▶ [Exercise details]: Look at the entries below and reproduce them exactly.
|---|
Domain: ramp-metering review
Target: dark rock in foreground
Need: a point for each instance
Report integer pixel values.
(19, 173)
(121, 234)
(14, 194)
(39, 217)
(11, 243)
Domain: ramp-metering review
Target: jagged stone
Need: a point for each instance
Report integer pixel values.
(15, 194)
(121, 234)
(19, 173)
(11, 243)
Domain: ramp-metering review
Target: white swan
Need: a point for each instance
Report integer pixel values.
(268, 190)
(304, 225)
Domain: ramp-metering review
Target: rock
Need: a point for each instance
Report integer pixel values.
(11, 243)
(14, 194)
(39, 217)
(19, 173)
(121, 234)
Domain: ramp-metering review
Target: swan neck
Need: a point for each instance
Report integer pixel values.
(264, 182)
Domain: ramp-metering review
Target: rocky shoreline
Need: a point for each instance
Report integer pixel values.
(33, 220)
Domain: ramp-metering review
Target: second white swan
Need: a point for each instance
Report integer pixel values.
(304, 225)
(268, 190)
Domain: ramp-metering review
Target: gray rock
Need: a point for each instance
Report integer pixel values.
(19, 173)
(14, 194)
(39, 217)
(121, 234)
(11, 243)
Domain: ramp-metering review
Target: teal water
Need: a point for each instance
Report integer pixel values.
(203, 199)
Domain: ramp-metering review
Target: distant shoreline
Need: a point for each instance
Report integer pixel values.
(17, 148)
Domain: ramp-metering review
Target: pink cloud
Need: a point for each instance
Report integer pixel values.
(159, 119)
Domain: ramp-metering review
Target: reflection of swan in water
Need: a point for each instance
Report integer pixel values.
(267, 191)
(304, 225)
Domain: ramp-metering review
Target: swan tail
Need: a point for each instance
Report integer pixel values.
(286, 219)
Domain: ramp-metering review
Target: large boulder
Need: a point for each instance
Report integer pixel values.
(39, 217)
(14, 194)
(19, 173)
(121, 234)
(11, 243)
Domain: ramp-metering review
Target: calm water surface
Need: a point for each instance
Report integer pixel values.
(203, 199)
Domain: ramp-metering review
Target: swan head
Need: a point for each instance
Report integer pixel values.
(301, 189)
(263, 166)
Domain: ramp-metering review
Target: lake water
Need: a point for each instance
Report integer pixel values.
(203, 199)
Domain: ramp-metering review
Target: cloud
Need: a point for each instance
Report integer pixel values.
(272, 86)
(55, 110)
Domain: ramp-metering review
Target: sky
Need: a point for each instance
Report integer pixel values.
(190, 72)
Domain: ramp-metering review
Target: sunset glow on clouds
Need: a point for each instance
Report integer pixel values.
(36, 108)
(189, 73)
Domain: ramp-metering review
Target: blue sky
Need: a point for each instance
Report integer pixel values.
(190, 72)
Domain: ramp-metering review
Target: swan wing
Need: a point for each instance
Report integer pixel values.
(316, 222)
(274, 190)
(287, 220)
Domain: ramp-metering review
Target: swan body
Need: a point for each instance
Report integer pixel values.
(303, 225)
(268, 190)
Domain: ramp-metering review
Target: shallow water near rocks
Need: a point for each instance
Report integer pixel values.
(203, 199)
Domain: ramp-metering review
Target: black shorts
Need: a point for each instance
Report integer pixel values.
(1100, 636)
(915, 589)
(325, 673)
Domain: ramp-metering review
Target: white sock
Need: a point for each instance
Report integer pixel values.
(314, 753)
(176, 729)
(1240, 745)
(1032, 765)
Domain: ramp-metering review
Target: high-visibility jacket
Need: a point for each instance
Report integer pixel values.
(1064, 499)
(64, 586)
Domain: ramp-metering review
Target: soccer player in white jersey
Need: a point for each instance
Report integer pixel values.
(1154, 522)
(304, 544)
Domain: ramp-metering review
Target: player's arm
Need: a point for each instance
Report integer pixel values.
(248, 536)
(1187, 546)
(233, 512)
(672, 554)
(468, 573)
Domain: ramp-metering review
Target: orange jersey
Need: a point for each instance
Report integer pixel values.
|---|
▶ [Solution to the exercise]:
Domain: ramp-metering review
Target: dark rock in foreground
Need: a point for each instance
Report integer pixel values.
(19, 173)
(121, 234)
(14, 194)
(39, 217)
(11, 243)
Domain: ramp-metering review
Target: jagged stone
Need: a point for each instance
Report integer pixel values.
(15, 194)
(121, 234)
(19, 173)
(11, 243)
Domain: ramp-metering review
Target: white swan
Need: a point for each instance
Report integer pixel values.
(268, 190)
(304, 225)
Domain: ramp-metering review
Target: rock
Need: a point for each instance
Report integer pixel values.
(11, 243)
(14, 194)
(39, 217)
(19, 173)
(121, 234)
Domain: ramp-metering review
Target: swan neck
Need: a point for each instance
Report integer pixel values.
(264, 182)
Domain: ramp-metering review
Target: rocky shoreline
Need: a point for each instance
Report integer pixel values.
(33, 220)
Domain: ramp-metering review
Target: second white swan
Need: a point for each instance
Report integer pixel values.
(304, 225)
(268, 190)
Domain: ramp-metering review
Target: gray rock
Need: a point for each instance
Report integer pixel values.
(19, 173)
(14, 194)
(39, 217)
(121, 234)
(11, 243)
Domain: ramp-metering review
Target: teal water
Need: a point for each instance
Report integer pixel values.
(203, 199)
Domain: ramp-metering review
Target: distant shoreline
Need: a point for each instance
Report integer pixel values.
(17, 148)
Domain: ramp-metering review
Target: pink cloud
Need: a point for each instance
Report integer pixel values.
(159, 119)
Domain: ramp-metering review
Target: reflection of swan in water
Need: a point for each instance
Report integer pixel values.
(267, 191)
(304, 225)
Domain: ramp-metering review
Target: swan tail
Need: a point for each instance
Report integer pixel values.
(286, 219)
Domain: ramp-metering review
Target: large boulder
Need: a point for each instance
Report integer pixel values.
(39, 217)
(14, 194)
(19, 173)
(121, 234)
(11, 243)
Domain: ramp-metering review
Target: calm water surface
Need: a point for each instance
Report integer pixel values.
(203, 199)
Domain: ramp-metering review
Target: swan head
Need: a point for each instance
Report integer pixel values.
(301, 189)
(263, 166)
Domain: ramp-metering review
Target: lake water
Need: a point for each instance
Report integer pixel values.
(203, 199)
Domain: ramp-metering review
Target: cloud
Need: a point for each instance
Report integer pixel values.
(272, 86)
(55, 110)
Domain: ramp-metering review
Target: sky
Need: a point for each instance
Report integer pixel values.
(190, 72)
Domain: ramp-metering review
Target: sunset glow on clouds
Need: a point for each instance
Report integer pixel values.
(36, 108)
(189, 73)
Domain: ramp-metering review
Target: blue sky
Need: a point for each instance
Report integer pixel values.
(190, 72)
Domain: ramp-metering review
Target: swan wing
Need: a point for each instance
Report integer pixel values.
(316, 222)
(274, 190)
(287, 220)
Domain: ramp-metering review
Target: swan body
Need: a point for each instance
Report integer pixel values.
(303, 225)
(268, 190)
Domain: ramp-metering review
Target: shallow water near rocks
Need: a point for each instance
Report integer pixel values.
(203, 199)
Domain: ramp-metering review
Target: black shorts
Need: a point for each instance
Report integer pixel values.
(1100, 636)
(915, 589)
(325, 673)
Domain: ramp-metering review
Target: white sock
Need: a point for each instance
Report integer pixel values.
(314, 753)
(176, 729)
(1240, 745)
(1032, 765)
Domain: ramp-metering review
Target: high-visibility jacket
Need: a point for each instance
Report integer pixel values.
(1064, 499)
(64, 586)
Domain: ramp-metering review
Target: soccer player in white jersey
Need: a point for each instance
Report integer pixel values.
(1154, 522)
(304, 544)
Domain: ramp-metering review
Target: player's arm
Need: a point for each instance
Report integer pixel values.
(248, 536)
(1187, 546)
(233, 512)
(672, 554)
(468, 573)
Domain: ramp-metering review
Target: orange jersey
Need: a point for each instance
Report integer pixel values.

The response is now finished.